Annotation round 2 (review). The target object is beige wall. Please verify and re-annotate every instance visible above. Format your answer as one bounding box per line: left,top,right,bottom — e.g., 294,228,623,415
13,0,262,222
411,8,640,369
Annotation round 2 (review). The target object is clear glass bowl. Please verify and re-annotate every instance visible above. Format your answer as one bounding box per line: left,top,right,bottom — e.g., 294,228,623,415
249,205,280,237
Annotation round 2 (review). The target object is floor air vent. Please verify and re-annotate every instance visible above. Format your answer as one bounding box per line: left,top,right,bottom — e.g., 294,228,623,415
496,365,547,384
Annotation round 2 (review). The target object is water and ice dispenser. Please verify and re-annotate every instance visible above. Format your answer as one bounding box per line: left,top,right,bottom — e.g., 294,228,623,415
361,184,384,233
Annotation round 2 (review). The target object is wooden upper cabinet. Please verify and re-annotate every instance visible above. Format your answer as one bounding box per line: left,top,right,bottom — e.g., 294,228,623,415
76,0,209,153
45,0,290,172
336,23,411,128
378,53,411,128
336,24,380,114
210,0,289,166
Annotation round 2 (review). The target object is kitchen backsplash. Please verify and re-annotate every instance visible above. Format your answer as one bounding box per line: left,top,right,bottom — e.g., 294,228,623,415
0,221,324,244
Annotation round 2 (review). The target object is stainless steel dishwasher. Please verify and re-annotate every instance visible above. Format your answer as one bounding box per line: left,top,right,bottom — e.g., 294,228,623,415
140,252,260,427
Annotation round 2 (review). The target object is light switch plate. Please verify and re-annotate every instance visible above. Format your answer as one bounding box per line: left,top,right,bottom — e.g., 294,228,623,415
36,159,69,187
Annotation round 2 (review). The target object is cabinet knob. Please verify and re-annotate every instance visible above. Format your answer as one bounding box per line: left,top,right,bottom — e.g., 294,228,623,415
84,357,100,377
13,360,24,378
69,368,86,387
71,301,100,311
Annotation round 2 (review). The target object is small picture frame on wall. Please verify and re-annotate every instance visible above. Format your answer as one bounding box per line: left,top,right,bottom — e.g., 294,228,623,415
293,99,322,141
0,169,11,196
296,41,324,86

---

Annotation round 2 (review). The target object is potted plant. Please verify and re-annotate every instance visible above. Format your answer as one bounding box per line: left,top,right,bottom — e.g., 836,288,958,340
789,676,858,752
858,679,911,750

#### OBJECTIVE
Take the part of the data that opens with the line containing "Annotation round 2 (review). The target object is cabinet" and closes with the line containing "296,41,324,86", and write those lines out again with "cabinet knob" swapped for "drawer knob" and nothing else changed.

#### FULL OUTPUT
Annotation round 2 (review). The target object is drawer knob. Please verify and re-annotate every instance visible above. Format your answer as one bounding box per line: left,top,right,bottom — e.g., 294,228,623,415
84,357,100,377
13,360,24,378
69,368,86,387
71,301,100,311
Annotation round 2 (review). The target object is small picture frame on wall. Please verify and re-annotate every instance visible above. Format your answer as one bounding box per line: left,top,right,bottom — e.g., 294,228,623,415
293,99,322,141
0,169,11,196
296,41,324,86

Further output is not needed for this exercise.